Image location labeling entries
— start —

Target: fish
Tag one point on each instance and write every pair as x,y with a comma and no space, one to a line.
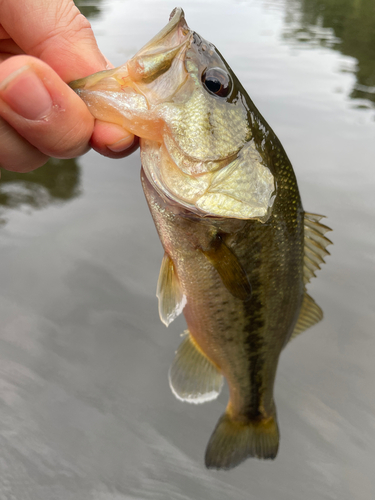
239,249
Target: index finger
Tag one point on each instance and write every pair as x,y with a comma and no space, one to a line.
56,32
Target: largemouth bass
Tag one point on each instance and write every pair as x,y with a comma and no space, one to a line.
239,248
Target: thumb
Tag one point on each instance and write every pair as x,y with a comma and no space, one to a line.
56,32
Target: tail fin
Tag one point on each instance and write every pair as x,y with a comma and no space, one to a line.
232,442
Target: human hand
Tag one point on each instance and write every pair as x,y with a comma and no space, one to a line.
45,44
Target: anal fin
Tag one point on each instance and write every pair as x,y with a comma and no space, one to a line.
192,376
168,291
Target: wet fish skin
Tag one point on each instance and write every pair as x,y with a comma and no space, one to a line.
239,248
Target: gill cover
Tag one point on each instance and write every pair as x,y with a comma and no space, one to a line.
184,102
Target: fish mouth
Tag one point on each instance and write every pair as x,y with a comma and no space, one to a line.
144,72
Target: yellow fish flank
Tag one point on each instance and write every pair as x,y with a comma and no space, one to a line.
239,248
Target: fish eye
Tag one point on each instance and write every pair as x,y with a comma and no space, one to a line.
217,82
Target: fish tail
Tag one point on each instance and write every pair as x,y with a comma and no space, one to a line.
232,441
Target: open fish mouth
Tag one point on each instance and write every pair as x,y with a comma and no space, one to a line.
184,102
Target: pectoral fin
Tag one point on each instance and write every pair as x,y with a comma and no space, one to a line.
228,266
168,291
309,315
192,376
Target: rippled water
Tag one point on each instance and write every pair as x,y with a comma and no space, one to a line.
85,407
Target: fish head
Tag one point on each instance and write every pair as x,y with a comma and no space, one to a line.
191,113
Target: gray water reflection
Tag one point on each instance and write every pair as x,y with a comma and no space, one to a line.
85,407
344,25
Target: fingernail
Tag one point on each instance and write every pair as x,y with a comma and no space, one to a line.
122,144
25,93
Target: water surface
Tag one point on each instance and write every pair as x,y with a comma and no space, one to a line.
85,407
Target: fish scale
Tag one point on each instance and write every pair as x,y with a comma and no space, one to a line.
239,248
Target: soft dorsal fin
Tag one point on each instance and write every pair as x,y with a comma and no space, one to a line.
168,291
309,315
315,244
192,376
232,274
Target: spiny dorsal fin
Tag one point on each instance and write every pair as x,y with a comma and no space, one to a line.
192,376
309,315
231,272
315,244
168,291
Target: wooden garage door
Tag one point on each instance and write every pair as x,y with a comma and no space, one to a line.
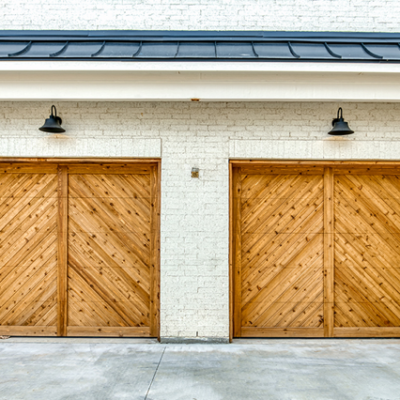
316,250
79,249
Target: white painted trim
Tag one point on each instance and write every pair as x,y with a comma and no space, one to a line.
129,66
64,146
330,148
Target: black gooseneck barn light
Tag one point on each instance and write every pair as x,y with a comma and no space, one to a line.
53,123
340,126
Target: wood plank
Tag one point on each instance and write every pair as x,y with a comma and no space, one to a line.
312,164
109,168
62,278
237,251
282,332
329,256
28,330
367,332
100,331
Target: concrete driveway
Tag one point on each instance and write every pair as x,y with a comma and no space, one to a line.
132,369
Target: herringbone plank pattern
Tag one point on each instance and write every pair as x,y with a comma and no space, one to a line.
282,251
367,251
109,250
28,249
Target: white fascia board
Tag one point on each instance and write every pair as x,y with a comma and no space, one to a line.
204,81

— end —

# Written exercise
Copy out the lines of all the entries above word for word, leaving out the pictures.

# Output below
Target: fish
Tag one point on each instance and write every pair as x,y with a comma and no space, one to a line.
239,249
Target: index finger
Tag one point on each instance and write every pair as x,y with a comma and no space, one to a line.
56,32
Target: largemouth bass
Tag one point on each instance and write every pair as x,y with a comma and no space, one to a line.
239,248
Target: thumb
Tag one point on each instance and write every pair as x,y with a comma and no space, one to a line.
56,32
Target: tail fin
Tag one point on each instance and write every pair as x,y with a comma and no space, one to a line.
232,442
Target: human hand
Tag one point on each instance and write every pair as x,y with a comma and no space, one to a line.
45,44
Target: anal fin
Tag one point on each instance and write every pair as x,y with a comma and no space, one to a line.
192,376
168,291
Target: wet fish skin
Tag one point on each instance and write every pair as x,y with a comma and no space, one to a line.
239,248
Target: gill cover
Tag one point on each instance and write every pair as x,y with a comma and no space, one to a line.
184,102
Target: fish mouth
Tag one point on each instance and write every pair as x,y with a comma and no space, one to a line.
144,72
Target: yellow fish flank
Tag one point on each instance and write every pair as x,y with a comma and no space, one to a line.
239,248
Target: fish eye
Tag one point on each instance and write every pair as x,y with a comma and no space, one to a line.
217,82
Target: fish tail
Tag one point on each instance and write every pair as x,y with a comma and no space, one to a line.
232,441
Target: open fish mouth
Tag one point on each instance and write every pair as x,y with a comma and no space, one to a line.
184,102
Target: pectoral fin
Tag one point on each instance and write every pair as x,y with a comma and no space, one to a line.
228,266
168,291
309,315
192,376
Target: rippled water
Tag one point on each instance and write every pair as x,y with a comma and no space, one to a line.
85,407
Target: fish head
Tag one point on each instance and write every pair as x,y with a comma and no space, one to a line.
191,113
Target: gray water reflection
Tag one point on each instance and write every pair as x,y with a comma and no space, one to a line.
85,407
344,25
Target: fingernail
Tag one point on each instance and write every pair as x,y with a comma and no space, one to a line.
122,144
25,93
Target: water surface
Tag one point on each instance and write every pair as x,y with a comma and no space, one to a line.
85,407
Target: fish scale
Tag one point on each instance and write every pair as x,y with a comma and no space, one to a line.
239,248
Target: soft dorsal fin
Tag one point on each instance and write every pair as x,y with a comma and no space, one to a line.
168,291
309,315
315,244
192,376
232,274
Target: spiny dorsal fin
Tag one point on each instance and write every pair as x,y with a comma and no space, one to a line.
192,376
309,315
231,272
315,244
168,291
Target: wooden garage door
Tag one point on each instance and write every pair as x,y with a comma and no space, one to a line.
316,250
79,249
Target: white painted trim
Tag one point on each instance and write every pair as x,y with a comma and no space, one to a line.
129,66
64,146
330,148
Target: black gooseneck barn light
Tag one point on each instance and write every pair as x,y with a comma and no space, one to a line.
53,123
340,126
Target: wood plank
Tag one point on each instance and write every pair as x,y with a comma and no space, one to a line.
312,164
109,168
62,278
237,251
282,332
329,256
28,330
367,332
100,331
Target: concrete driveway
Tag one point on each instance and write every pair as x,y with a comma and no space, one to a line.
132,369
Target: herringbone plank pattern
Tag one point on each instance and write every pair as x,y with a comma and no space, one to a line.
282,251
367,251
109,250
28,249
Target: white fascia board
Tag one point on each instance and write every pair as x,y with a comma and no space, one to a line.
204,81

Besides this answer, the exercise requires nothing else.